--- Supplied material ---
# # #

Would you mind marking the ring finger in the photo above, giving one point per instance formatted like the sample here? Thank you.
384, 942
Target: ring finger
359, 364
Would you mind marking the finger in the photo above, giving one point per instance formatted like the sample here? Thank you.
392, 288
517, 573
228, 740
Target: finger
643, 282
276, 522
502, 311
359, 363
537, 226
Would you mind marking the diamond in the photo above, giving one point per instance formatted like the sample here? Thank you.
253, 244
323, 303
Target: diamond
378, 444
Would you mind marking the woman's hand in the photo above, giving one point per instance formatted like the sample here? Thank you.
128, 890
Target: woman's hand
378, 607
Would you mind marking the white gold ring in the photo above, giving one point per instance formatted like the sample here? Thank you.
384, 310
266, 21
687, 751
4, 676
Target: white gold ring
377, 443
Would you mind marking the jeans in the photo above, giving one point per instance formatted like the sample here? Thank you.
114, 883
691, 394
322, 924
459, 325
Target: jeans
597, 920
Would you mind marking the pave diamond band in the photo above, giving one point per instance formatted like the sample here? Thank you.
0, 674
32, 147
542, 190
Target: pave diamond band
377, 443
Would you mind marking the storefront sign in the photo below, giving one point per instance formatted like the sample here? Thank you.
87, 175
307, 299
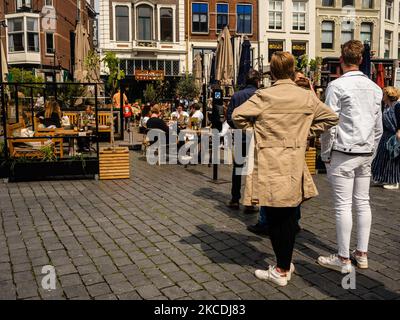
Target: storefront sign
149, 75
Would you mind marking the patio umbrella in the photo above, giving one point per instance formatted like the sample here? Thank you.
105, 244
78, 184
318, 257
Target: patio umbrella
225, 60
212, 69
365, 67
380, 79
244, 62
3, 63
198, 70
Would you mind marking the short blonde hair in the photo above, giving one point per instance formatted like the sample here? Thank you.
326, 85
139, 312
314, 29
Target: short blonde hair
283, 65
155, 109
392, 93
352, 52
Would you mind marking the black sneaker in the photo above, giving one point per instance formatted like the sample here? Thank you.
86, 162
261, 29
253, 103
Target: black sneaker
298, 229
233, 205
258, 229
251, 209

# # #

--- What is being asked ---
Please rewrite the lines starting at the one containing "Would you mind marking the black" and ending at the end of the records, swapping "black sneaker" for "white sneaker" and leaving everything else unchanged.

--- Written reply ---
Would you mind marking the white sneaker in the photo above, giving one point per instance formatted like the sample here? Thank you.
86, 162
261, 29
253, 103
Target: white sneaker
298, 229
233, 205
258, 229
251, 209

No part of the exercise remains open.